Brief - Return all of the records below line for line with no changes, and leave the pictures out of your answer.

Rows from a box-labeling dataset
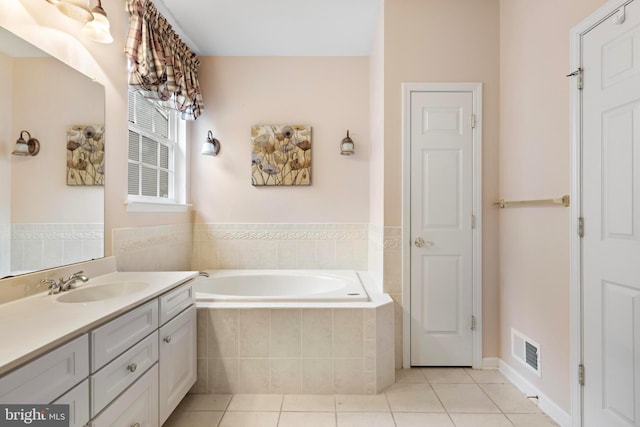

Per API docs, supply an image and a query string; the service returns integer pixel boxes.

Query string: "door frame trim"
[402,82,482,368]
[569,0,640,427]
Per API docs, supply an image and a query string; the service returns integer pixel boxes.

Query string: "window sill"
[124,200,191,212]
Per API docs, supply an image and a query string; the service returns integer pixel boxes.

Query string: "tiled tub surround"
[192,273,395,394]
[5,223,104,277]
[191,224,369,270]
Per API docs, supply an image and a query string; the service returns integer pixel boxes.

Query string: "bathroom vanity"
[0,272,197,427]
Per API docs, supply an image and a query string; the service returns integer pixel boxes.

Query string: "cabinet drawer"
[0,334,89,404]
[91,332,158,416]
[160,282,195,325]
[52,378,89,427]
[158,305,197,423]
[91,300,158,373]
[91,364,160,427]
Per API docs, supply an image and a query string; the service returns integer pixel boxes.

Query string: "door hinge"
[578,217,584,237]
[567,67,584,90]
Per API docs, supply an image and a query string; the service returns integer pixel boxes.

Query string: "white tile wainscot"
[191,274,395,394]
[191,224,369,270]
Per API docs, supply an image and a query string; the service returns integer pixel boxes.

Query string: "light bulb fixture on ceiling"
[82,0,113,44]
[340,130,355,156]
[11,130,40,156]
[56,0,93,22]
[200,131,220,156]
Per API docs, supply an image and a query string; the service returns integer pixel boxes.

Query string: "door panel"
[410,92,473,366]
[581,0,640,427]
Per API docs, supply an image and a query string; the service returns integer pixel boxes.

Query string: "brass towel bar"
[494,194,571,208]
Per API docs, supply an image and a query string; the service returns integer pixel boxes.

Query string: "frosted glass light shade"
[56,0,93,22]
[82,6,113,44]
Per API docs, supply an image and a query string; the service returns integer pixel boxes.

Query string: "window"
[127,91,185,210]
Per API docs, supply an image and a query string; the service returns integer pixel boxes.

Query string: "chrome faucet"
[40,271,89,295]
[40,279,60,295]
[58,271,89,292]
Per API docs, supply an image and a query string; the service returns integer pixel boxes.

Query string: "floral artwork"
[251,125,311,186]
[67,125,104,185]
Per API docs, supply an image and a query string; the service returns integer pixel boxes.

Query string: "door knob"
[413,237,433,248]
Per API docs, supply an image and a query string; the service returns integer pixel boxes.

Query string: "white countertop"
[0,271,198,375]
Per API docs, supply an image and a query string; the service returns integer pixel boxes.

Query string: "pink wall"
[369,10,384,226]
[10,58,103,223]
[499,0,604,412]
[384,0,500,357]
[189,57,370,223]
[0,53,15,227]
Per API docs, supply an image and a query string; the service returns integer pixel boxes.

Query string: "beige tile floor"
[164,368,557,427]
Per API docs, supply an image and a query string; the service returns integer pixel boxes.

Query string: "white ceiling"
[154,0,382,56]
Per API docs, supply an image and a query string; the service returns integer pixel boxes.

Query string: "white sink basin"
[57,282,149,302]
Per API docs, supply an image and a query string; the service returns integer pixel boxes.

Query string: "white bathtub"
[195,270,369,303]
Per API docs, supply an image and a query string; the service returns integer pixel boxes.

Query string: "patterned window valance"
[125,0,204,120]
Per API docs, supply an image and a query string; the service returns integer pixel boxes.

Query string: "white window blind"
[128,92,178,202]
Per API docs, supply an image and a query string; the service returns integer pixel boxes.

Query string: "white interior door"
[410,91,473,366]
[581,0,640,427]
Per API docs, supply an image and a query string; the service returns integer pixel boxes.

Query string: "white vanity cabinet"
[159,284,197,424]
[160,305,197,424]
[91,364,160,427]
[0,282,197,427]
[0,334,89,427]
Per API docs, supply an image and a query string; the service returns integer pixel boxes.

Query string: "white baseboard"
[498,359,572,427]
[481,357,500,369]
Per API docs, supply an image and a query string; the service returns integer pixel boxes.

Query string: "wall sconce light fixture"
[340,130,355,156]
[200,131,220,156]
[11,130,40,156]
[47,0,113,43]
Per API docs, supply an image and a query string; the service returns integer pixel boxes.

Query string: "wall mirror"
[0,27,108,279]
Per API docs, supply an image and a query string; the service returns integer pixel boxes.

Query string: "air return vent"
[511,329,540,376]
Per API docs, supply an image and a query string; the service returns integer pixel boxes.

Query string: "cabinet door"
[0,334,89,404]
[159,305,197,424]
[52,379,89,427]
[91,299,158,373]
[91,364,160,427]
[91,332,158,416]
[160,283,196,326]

Exercise response -
Per API docs, supply an image and a query string; the service returns integer pixel boxes.

Query string: "door frame trim"
[402,82,482,368]
[569,0,640,427]
Per API docs, supply an image and a query string; the service returns integer pixel boxes.

Query string: "window sill"
[124,200,191,212]
Per API docs, supply an image and a query string; the service returns integer pixel boxes.

Query string: "tiled tub surround"
[192,273,395,394]
[5,223,104,277]
[191,224,369,270]
Per API docs, supply an image and a query string; the service returns integer pixel boxes.

Query string: "bathroom vanity"
[0,272,197,427]
Per API docs, supply an image and a query string; the service returns integer pixel boxes.

Query string: "cabinet drawer"
[0,334,89,404]
[91,332,158,416]
[160,282,195,325]
[52,378,89,427]
[158,305,197,423]
[91,300,158,373]
[91,364,160,427]
Per API docs, supply an image and a query string; the service returns integer pixel boxes.

Query string: "door hinge"
[578,217,584,237]
[567,67,584,90]
Per API docs, supply an image and a query string; the service returns integer pixel boxes.

Query string: "white tile wainscot"
[191,274,395,394]
[191,224,369,270]
Per API docs, supply an image and a query string; the service returns integer pixel boxes.

Query string: "light bulb fixture on ceiling"
[82,0,113,44]
[340,130,355,156]
[11,130,40,156]
[56,0,93,22]
[200,131,220,156]
Per API docs, supply an image and a query string; the service returns integer pixel boxes.

Query string: "door panel"
[410,92,473,366]
[581,0,640,427]
Per API docs, supply an image and a query string; the service returns integer pixel boxes.

Query string: "brass towel bar"
[494,194,571,208]
Per API docs, supply an image and a query string; the service returns integer pixel boxes.

Query string: "frosted glass light shade"
[56,0,93,22]
[82,6,113,44]
Per API docs, supply an image and a query string; the service returns integer pixel boxes.

Query string: "window"
[127,91,185,210]
Per API docs, supply an image and a query string; the service returns integer pixel boxes.

Query string: "chrome faucet"
[40,271,89,295]
[40,279,60,295]
[58,271,89,292]
Per API docs, supply an image and a query string; the service returns integer pixel boxes.

Query string: "floral artwork"
[251,125,311,186]
[67,125,104,185]
Per API docs, supply an image and a query string; the service returns integer pixel boxes.

Query string: "door knob"
[413,237,433,248]
Per API docs, supply an image and a query string; the service returns integer pixel boxes.

Query string: "white countertop"
[0,271,198,375]
Per API docs, supply an image and a query string; the service returns integer pixel boxes.

Query string: "pink wall"
[369,10,384,226]
[10,58,103,223]
[499,0,604,412]
[384,0,500,357]
[189,57,370,223]
[0,53,15,227]
Per API docs, supply an image and a query string; the service returns integer pixel boxes.

Query string: "beige tile floor"
[164,368,557,427]
Per API docs, supply an image and a query string; the service returns integer pixel boxes.

Query string: "white ceiling"
[154,0,382,56]
Per API docs, supply an image and a query string; the service returns integer pixel boxes.

Query string: "white sink basin"
[57,282,149,302]
Per API docs, supply an image and a query string; the service returns integer pixel boxes.

Query string: "white bathtub"
[195,270,369,303]
Per API docs, supply an image and a query string; the service returns integer pixel boxes.

Query string: "patterned window valance"
[125,0,204,120]
Per API docs, supply an image and a query string; the service returns integer pixel boxes.

Query string: "white window blind"
[128,92,178,202]
Per API docs, supply an image and a query string; the service returns integer pixel boxes.

Query string: "white interior door"
[410,91,473,366]
[581,0,640,427]
Per API docs, supply an image and a query string; the service returns integer pixel boxes.

Query string: "white vanity cabinet"
[159,284,197,424]
[160,305,197,424]
[91,364,160,427]
[0,282,197,427]
[0,334,89,427]
Per API docs, supply an image and a query string; the service returns integer pixel boxes.

Query string: "white baseboard"
[498,359,572,427]
[481,357,500,369]
Per API docs, supply an image and a query string; the service returns integer pixel boxes.

Query string: "wall sconce light fixture"
[340,130,355,156]
[200,131,220,156]
[11,130,40,156]
[47,0,113,43]
Per API docs, supply an image and a query string; the service returns integer pixel boxes.

Query string: "wall mirror"
[0,27,108,279]
Per API docs, supply an image and a query string; the service returns integer pixel boxes.

Query string: "air return vent"
[511,329,540,376]
Per API docs, supply an image and a query string; the service returns integer pixel boxes.

Query string: "cabinet door"
[0,334,89,404]
[159,305,197,424]
[52,379,89,427]
[91,299,158,373]
[91,364,160,427]
[91,332,158,416]
[160,283,196,326]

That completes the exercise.